WORK INSTRUCTIONS:
Return every line below that contains the word "smoothie".

DATA SUPPLIED:
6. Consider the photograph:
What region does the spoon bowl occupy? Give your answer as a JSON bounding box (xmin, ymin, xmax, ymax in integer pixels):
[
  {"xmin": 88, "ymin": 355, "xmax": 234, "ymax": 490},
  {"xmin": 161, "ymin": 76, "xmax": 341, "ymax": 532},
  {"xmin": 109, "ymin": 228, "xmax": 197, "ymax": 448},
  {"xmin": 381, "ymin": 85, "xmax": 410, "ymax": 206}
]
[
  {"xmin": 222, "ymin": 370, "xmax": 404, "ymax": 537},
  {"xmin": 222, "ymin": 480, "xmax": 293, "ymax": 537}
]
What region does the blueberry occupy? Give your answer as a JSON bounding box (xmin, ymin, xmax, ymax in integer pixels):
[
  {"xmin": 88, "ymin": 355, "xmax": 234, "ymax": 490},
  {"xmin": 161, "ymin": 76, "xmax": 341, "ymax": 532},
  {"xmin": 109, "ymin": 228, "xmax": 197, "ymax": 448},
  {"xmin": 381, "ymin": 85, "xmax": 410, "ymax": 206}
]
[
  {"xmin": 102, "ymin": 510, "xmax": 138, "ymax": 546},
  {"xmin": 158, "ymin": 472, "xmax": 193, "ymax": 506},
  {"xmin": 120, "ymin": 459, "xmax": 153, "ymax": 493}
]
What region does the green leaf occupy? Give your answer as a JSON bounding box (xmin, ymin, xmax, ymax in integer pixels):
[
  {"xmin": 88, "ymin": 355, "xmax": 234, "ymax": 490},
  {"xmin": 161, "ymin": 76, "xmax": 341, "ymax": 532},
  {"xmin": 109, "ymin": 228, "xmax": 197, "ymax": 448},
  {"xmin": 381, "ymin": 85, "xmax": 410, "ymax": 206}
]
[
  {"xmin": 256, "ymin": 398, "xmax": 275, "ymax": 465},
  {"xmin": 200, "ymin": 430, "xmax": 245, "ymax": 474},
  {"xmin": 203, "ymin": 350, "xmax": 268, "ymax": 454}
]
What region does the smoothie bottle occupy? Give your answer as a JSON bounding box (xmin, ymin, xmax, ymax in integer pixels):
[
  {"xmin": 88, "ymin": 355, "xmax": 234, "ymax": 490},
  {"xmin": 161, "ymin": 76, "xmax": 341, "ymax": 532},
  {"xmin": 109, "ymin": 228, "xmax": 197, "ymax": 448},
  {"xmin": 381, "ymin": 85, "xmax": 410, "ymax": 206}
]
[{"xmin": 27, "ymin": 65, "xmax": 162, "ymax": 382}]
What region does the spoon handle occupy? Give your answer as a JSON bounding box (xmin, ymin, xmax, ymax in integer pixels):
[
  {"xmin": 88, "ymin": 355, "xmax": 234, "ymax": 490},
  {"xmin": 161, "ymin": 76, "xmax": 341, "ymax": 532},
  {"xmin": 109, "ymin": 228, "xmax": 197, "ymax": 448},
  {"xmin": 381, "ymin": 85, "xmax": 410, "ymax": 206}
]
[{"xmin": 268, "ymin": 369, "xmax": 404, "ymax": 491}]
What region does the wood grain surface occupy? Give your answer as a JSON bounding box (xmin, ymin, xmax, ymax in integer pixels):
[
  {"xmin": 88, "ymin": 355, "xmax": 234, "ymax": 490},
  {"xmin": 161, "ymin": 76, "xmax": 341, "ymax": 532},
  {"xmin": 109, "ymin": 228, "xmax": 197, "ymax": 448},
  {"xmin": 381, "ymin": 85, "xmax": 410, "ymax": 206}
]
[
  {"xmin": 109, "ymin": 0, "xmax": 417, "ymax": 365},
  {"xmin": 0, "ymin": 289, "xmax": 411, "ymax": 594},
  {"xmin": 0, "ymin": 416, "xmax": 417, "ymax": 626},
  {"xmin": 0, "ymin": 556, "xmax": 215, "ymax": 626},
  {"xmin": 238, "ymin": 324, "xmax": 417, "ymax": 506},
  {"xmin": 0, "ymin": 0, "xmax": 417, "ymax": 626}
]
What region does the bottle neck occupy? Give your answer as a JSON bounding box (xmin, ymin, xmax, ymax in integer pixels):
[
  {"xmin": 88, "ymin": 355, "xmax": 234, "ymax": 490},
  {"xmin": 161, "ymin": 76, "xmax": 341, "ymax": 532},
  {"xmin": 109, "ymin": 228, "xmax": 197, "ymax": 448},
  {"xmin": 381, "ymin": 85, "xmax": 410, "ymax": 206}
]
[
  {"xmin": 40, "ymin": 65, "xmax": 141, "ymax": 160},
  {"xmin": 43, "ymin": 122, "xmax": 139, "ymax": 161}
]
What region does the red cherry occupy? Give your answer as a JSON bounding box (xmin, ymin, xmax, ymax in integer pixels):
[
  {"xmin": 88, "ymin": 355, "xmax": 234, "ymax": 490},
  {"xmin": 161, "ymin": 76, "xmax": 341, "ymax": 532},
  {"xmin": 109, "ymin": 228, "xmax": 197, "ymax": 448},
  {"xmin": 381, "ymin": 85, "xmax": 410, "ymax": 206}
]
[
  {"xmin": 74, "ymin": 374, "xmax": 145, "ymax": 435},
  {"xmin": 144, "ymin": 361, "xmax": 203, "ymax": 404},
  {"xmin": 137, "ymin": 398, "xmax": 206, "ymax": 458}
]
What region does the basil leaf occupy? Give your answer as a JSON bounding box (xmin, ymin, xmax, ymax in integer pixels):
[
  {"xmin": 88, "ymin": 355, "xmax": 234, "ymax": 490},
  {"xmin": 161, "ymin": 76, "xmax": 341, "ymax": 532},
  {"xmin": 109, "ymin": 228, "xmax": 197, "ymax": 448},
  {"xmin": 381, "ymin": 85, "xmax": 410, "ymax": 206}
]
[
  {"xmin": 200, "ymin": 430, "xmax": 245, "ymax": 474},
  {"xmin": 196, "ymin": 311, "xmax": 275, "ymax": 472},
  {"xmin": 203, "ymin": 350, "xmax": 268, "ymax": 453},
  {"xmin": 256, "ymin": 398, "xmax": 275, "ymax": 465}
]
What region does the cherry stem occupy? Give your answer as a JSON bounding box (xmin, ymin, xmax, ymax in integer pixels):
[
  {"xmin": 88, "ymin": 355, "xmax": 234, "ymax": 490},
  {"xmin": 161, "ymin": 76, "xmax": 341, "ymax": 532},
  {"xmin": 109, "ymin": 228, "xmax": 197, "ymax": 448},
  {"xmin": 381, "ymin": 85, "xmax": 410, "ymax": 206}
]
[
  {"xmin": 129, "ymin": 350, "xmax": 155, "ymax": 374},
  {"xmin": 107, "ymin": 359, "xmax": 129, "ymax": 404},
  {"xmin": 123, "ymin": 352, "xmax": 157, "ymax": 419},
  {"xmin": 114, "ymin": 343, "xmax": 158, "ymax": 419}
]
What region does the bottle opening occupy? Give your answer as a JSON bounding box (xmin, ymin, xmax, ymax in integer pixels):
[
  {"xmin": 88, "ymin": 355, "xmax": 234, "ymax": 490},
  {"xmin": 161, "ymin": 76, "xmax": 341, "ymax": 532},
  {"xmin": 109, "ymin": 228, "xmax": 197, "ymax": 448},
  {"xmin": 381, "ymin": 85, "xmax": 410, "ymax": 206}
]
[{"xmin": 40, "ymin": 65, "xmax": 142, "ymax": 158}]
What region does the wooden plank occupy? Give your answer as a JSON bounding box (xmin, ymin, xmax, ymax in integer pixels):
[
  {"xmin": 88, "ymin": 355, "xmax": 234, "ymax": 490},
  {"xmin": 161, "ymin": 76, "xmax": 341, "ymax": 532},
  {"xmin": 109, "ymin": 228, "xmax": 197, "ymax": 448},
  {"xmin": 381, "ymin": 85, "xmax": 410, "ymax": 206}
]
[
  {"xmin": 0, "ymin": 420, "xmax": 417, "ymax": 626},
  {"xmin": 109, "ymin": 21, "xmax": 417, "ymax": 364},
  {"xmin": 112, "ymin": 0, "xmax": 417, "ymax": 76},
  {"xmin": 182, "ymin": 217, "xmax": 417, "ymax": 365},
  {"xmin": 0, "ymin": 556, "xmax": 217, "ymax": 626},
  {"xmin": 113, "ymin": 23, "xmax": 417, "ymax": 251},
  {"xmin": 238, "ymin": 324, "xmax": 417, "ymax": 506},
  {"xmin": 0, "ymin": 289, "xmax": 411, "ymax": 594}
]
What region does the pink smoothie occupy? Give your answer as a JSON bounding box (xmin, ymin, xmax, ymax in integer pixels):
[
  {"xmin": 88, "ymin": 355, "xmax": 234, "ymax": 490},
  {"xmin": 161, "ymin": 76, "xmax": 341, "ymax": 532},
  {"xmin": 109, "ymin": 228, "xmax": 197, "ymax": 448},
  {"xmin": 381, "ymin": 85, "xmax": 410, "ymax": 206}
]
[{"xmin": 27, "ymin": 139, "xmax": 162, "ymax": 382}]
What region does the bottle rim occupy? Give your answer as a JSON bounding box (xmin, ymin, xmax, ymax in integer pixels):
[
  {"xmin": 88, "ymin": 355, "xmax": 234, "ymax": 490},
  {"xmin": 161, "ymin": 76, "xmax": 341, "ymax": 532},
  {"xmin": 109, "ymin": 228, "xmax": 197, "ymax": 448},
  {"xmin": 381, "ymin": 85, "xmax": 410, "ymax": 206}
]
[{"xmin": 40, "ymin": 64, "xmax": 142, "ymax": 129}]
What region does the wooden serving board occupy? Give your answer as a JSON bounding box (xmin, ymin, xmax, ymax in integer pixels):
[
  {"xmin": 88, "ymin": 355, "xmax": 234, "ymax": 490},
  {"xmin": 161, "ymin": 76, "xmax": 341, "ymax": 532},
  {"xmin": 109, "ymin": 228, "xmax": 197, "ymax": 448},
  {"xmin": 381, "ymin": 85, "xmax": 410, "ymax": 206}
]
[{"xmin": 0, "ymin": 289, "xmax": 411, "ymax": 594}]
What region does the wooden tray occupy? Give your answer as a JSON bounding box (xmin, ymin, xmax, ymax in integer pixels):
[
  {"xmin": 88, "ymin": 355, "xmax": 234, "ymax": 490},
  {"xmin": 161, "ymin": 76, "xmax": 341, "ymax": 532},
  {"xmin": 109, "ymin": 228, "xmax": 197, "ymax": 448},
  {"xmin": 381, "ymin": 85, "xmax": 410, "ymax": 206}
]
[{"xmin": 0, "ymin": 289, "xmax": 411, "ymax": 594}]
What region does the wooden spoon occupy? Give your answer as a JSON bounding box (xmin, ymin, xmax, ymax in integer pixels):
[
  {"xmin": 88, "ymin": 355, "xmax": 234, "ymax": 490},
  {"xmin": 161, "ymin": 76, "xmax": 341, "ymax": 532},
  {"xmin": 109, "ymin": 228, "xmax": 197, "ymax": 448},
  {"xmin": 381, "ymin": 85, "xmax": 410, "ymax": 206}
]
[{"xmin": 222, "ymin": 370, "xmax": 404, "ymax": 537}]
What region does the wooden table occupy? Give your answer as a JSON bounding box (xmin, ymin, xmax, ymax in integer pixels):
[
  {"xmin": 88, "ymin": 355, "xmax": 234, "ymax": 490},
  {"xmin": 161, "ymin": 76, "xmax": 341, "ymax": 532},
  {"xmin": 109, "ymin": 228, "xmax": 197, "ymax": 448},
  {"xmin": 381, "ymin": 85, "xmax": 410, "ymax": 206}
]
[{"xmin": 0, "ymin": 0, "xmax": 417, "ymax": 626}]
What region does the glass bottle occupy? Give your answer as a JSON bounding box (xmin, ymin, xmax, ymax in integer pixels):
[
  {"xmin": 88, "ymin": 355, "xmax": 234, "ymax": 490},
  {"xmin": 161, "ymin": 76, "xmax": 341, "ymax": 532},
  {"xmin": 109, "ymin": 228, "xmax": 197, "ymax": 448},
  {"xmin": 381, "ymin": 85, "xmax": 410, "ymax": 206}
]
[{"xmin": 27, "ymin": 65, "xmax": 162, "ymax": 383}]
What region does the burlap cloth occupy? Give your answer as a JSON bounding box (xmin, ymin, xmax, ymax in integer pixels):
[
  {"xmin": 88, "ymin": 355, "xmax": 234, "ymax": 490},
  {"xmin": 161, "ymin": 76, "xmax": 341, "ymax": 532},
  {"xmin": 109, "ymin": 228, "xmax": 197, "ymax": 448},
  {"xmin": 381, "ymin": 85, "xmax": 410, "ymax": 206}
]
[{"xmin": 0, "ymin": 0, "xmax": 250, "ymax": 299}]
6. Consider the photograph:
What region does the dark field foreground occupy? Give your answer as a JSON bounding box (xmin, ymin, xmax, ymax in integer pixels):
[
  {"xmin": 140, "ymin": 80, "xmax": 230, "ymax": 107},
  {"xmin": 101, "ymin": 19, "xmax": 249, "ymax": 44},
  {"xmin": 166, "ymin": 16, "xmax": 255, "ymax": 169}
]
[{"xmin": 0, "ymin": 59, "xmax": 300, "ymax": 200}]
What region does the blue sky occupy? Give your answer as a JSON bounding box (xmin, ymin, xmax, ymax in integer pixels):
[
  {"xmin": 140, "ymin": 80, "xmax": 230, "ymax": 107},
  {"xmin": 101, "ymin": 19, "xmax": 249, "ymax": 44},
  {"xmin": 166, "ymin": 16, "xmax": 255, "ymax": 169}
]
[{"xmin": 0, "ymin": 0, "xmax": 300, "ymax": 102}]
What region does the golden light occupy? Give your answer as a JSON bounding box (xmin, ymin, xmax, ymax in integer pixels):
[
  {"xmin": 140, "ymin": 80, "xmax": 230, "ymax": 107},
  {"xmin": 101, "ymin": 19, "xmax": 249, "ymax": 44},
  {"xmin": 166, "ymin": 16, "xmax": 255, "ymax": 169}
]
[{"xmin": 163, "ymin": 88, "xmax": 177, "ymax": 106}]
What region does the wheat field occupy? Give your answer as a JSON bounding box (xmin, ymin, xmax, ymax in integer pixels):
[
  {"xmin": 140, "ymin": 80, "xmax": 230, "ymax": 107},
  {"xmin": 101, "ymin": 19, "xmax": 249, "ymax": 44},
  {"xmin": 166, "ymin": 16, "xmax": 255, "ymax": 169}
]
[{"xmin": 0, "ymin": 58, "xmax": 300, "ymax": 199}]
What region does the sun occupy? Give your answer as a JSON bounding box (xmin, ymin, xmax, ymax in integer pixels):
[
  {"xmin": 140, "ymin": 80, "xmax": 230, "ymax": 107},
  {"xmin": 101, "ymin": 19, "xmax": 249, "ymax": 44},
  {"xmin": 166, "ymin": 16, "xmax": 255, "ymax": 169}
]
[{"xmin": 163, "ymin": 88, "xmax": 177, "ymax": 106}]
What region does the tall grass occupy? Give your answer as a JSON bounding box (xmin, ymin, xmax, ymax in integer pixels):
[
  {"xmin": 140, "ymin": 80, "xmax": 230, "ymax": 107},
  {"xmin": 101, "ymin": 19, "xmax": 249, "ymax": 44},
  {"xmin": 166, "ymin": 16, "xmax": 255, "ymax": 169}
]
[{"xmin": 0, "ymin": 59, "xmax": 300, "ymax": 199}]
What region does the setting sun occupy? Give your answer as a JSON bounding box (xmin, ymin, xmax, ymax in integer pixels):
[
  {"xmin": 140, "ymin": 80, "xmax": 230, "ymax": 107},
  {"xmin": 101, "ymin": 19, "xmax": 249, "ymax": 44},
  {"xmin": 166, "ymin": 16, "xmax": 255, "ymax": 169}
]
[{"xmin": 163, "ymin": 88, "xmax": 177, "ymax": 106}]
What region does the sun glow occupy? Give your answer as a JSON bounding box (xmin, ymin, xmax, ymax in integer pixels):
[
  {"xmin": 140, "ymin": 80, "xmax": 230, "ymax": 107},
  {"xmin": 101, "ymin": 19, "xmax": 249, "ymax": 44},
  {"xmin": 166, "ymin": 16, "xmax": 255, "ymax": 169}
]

EXERCISE OUTPUT:
What region does the smoothie bottle occupy? Give your answer as a JSON bounding box (xmin, ymin, xmax, ymax in integer pixels):
What region does the pink smoothie occupy? Give your answer as a JSON bounding box (xmin, ymin, xmax, ymax in integer pixels):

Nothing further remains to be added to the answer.